----- EXTRAIT
CXXVII. Les Perses, qui depuis longtemps étaient indignés de se voir assujettis aux Mèdes, ayant trouvé un chef, saisirent avec plaisir l’occasion de se mettre en liberté. Astyages, ayant eu connaissance des menées de Cyrus, le manda auprès de lui par un exprès. Cyrus commanda au porteur de cet ordre de lui dire qu’il irait le trouver plus tôt qu’il ne souhaitait. Sur cette réponse, Astyages fit prendre les armes à tous les Mèdes ; et, comme si les dieux lui eussent ôté le jugement, il donna le commandement de son armée à Harpage, ne se souvenant plus de la manière dont il l’avait traité. Les Mèdes, s’étant mis en campagne, en vinrent aux mains avec les Perses. Tous ceux à qui Harpage n’avait point fait part de ses projets se battirent avec courage. Quant aux autres, il y en eut une partie qui passa d’elle-même du côté des Perses ; mais le plus grand nombre se comporta lâchement de dessein prémédité.
----------
**PROBLÈME POSÉ A**:
Répondez à ces questions d'après l'extrait sur la révolte des Perses :
(i) À quel peuple les Perses étaient-ils assujettis ?
(ii) Par quel moyen Astyages manda-t-il Cyrus auprès de lui ?
(iii) À qui Astyages confia-t-il le commandement de son armée ?
L'extrait et les lignes de données n'ont aucun lien entre eux.
----- LIGNES DE DONNÉES
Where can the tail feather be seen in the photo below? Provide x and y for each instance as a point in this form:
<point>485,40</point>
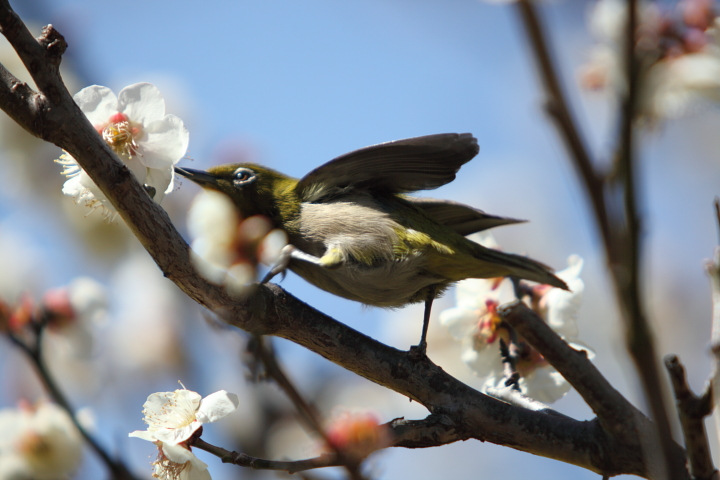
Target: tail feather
<point>522,267</point>
<point>477,261</point>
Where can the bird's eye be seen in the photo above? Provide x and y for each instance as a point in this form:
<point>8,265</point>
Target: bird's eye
<point>243,176</point>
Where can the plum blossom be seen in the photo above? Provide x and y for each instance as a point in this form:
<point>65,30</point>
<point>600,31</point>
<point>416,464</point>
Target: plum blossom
<point>475,322</point>
<point>174,419</point>
<point>357,434</point>
<point>38,442</point>
<point>679,56</point>
<point>136,128</point>
<point>72,312</point>
<point>227,249</point>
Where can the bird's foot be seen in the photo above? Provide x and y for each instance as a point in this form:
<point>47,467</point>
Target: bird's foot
<point>150,190</point>
<point>281,265</point>
<point>419,352</point>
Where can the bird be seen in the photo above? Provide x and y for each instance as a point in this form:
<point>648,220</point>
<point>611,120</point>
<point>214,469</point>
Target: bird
<point>354,230</point>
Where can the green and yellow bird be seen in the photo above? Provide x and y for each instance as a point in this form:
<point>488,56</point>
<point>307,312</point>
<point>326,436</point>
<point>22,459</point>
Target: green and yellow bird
<point>353,230</point>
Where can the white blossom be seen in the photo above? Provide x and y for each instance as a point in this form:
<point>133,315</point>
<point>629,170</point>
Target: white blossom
<point>136,128</point>
<point>227,248</point>
<point>172,419</point>
<point>73,312</point>
<point>474,321</point>
<point>679,56</point>
<point>38,442</point>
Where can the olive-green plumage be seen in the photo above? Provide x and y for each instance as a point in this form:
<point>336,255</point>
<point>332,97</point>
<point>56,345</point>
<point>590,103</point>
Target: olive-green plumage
<point>363,237</point>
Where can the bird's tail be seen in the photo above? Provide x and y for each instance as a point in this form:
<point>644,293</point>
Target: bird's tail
<point>488,263</point>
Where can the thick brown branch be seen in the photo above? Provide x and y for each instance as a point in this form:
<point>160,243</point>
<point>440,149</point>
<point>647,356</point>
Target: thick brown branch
<point>619,227</point>
<point>559,111</point>
<point>614,412</point>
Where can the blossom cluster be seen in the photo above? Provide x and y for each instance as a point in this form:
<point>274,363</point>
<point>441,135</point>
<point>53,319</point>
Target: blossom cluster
<point>476,323</point>
<point>69,312</point>
<point>174,421</point>
<point>679,54</point>
<point>38,442</point>
<point>227,249</point>
<point>136,128</point>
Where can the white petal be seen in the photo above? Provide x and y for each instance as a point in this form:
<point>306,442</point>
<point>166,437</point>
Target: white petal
<point>459,321</point>
<point>472,293</point>
<point>136,166</point>
<point>484,362</point>
<point>545,384</point>
<point>73,187</point>
<point>179,401</point>
<point>217,405</point>
<point>88,183</point>
<point>175,435</point>
<point>164,142</point>
<point>142,103</point>
<point>97,103</point>
<point>144,435</point>
<point>180,454</point>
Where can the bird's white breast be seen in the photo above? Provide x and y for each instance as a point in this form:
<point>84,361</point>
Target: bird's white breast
<point>360,229</point>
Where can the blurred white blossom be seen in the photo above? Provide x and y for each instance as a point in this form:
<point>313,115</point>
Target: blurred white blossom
<point>475,322</point>
<point>679,56</point>
<point>136,128</point>
<point>227,249</point>
<point>73,311</point>
<point>173,418</point>
<point>38,442</point>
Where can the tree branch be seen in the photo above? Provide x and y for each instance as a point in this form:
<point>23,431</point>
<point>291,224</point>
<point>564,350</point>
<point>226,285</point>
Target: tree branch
<point>620,226</point>
<point>692,411</point>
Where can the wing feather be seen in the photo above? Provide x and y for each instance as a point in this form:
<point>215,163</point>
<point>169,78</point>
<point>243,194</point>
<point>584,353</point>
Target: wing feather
<point>460,218</point>
<point>402,166</point>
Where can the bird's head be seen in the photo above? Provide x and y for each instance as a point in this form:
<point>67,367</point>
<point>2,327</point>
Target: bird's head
<point>255,190</point>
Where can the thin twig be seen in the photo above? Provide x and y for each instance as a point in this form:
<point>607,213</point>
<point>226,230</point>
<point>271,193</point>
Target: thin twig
<point>227,456</point>
<point>274,371</point>
<point>692,411</point>
<point>34,353</point>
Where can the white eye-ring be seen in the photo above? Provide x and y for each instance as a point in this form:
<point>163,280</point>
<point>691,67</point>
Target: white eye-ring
<point>244,176</point>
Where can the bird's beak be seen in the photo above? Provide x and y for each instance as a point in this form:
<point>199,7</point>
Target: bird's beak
<point>201,177</point>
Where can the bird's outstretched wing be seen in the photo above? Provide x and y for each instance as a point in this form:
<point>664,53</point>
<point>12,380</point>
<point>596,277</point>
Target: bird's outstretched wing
<point>458,217</point>
<point>420,163</point>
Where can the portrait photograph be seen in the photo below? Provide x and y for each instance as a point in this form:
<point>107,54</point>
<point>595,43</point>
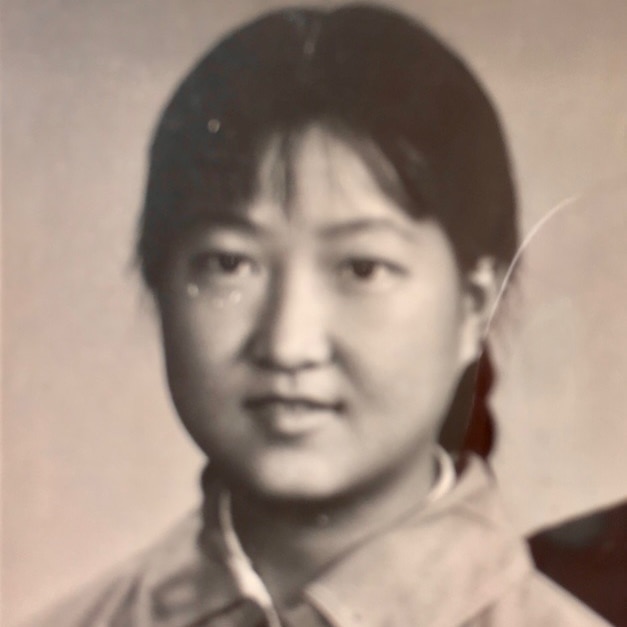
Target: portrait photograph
<point>314,313</point>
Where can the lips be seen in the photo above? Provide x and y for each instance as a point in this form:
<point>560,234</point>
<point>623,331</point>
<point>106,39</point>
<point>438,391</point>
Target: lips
<point>287,416</point>
<point>294,403</point>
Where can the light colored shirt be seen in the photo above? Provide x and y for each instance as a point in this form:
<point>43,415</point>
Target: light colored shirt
<point>452,562</point>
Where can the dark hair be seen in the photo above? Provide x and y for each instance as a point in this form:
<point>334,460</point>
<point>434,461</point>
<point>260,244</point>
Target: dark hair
<point>364,72</point>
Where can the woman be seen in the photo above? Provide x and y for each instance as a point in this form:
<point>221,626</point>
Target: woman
<point>328,216</point>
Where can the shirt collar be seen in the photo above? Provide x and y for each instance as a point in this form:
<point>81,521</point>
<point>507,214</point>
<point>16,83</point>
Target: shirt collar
<point>401,577</point>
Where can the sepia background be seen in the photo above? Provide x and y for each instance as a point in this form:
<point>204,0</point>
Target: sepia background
<point>95,465</point>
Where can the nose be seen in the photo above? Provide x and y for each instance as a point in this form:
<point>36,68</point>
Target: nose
<point>292,331</point>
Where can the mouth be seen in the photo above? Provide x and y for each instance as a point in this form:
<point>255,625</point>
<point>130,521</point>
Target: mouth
<point>292,416</point>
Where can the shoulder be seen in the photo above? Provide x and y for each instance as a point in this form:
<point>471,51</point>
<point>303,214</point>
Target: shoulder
----------
**PROBLÈME POSÉ B**: Mettez à jour la partie des lignes de données qui s'ouvre sur la ligne contenant « Where can the dark » et se ferme sur celle contenant « <point>328,216</point> », ces deux lignes comprises. Remplacez « dark hair » par « black hair », ne changez rien d'autre et ne redonnez que cette partie.

**RÉPONSE CORRECTE A**:
(i) Aux Mèdes.
(ii) Par un exprès.
(iii) À Harpage.

**RÉPONSE CORRECTE B**:
Where can the black hair be seen in the photo above? Provide x and y for each instance as a point in this form:
<point>334,460</point>
<point>434,461</point>
<point>260,244</point>
Target: black hair
<point>364,72</point>
Where can the woman be seen in the photo above? Provide x and y for each instance as a point in this form:
<point>221,626</point>
Target: woman
<point>328,216</point>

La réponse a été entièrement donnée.